- **Goal**:
Rescale the part that opens with the line containing "Can you spot any dark" and closes with the line containing "375;767;438;955", both included, by multiplying every bounding-box coordinate in the answers by 0.65 and rounding to whole numbers, halves up. Write out every line in that part, not only the coordinate lines, and leave the sample format 799;191;1010;471 unchanged.

- **Material supplied**:
──────────

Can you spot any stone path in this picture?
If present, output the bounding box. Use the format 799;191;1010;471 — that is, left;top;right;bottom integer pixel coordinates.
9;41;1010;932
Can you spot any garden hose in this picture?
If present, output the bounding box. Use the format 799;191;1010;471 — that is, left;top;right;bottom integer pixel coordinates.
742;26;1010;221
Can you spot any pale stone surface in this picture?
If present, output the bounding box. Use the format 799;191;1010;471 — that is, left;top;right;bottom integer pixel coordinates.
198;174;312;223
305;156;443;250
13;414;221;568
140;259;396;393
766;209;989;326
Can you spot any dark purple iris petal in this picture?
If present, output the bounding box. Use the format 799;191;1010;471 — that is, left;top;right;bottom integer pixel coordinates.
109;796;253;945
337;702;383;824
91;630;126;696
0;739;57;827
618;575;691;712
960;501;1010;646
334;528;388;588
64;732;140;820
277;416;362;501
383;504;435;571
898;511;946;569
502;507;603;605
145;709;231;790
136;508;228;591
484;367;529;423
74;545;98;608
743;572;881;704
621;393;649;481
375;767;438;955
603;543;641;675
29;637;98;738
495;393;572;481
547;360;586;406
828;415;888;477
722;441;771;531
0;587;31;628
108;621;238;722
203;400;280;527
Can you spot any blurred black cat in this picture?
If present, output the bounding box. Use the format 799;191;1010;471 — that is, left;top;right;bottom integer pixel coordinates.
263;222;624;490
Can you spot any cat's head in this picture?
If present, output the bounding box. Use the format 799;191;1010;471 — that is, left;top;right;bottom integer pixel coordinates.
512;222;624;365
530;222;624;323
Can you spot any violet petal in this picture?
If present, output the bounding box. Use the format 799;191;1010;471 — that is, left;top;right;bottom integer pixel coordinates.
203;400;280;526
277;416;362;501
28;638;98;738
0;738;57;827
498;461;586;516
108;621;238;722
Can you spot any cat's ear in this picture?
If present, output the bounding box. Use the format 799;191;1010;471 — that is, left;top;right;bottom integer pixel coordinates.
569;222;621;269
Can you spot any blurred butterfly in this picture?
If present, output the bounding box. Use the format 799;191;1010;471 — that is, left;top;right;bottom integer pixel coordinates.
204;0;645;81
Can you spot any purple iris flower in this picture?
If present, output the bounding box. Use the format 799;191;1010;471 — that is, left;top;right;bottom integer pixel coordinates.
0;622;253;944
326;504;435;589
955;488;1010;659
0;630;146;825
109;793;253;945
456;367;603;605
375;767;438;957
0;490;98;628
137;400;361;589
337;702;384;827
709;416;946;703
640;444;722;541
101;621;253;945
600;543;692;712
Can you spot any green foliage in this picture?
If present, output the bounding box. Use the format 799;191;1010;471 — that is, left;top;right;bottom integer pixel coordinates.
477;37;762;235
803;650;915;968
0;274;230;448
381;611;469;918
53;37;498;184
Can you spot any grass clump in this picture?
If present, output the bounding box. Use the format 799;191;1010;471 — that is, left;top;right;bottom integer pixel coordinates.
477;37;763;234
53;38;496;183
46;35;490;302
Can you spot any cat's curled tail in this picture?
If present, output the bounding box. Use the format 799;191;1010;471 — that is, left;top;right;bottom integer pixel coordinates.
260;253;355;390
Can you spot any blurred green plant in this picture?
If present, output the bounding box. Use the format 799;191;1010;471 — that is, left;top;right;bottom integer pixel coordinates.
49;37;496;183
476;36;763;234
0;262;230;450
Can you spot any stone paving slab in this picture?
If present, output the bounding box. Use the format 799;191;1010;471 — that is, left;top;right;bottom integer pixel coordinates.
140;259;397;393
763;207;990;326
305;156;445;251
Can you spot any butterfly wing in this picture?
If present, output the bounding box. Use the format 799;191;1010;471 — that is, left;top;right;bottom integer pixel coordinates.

──────────

- **Response for this exercise**:
Can you spot any dark purple iris petal in this picture?
If present, output the bounding box. Use the format 799;191;1010;471 — that is, left;top;right;bottom integer pixel coordinates.
71;517;164;614
219;456;249;536
59;410;82;452
0;480;37;538
402;374;449;463
624;326;657;420
217;343;252;382
42;476;91;533
180;270;235;326
249;328;283;371
584;332;615;370
326;330;392;393
94;461;150;514
88;330;148;384
315;239;344;275
48;354;64;395
483;372;573;458
404;255;422;313
244;499;285;621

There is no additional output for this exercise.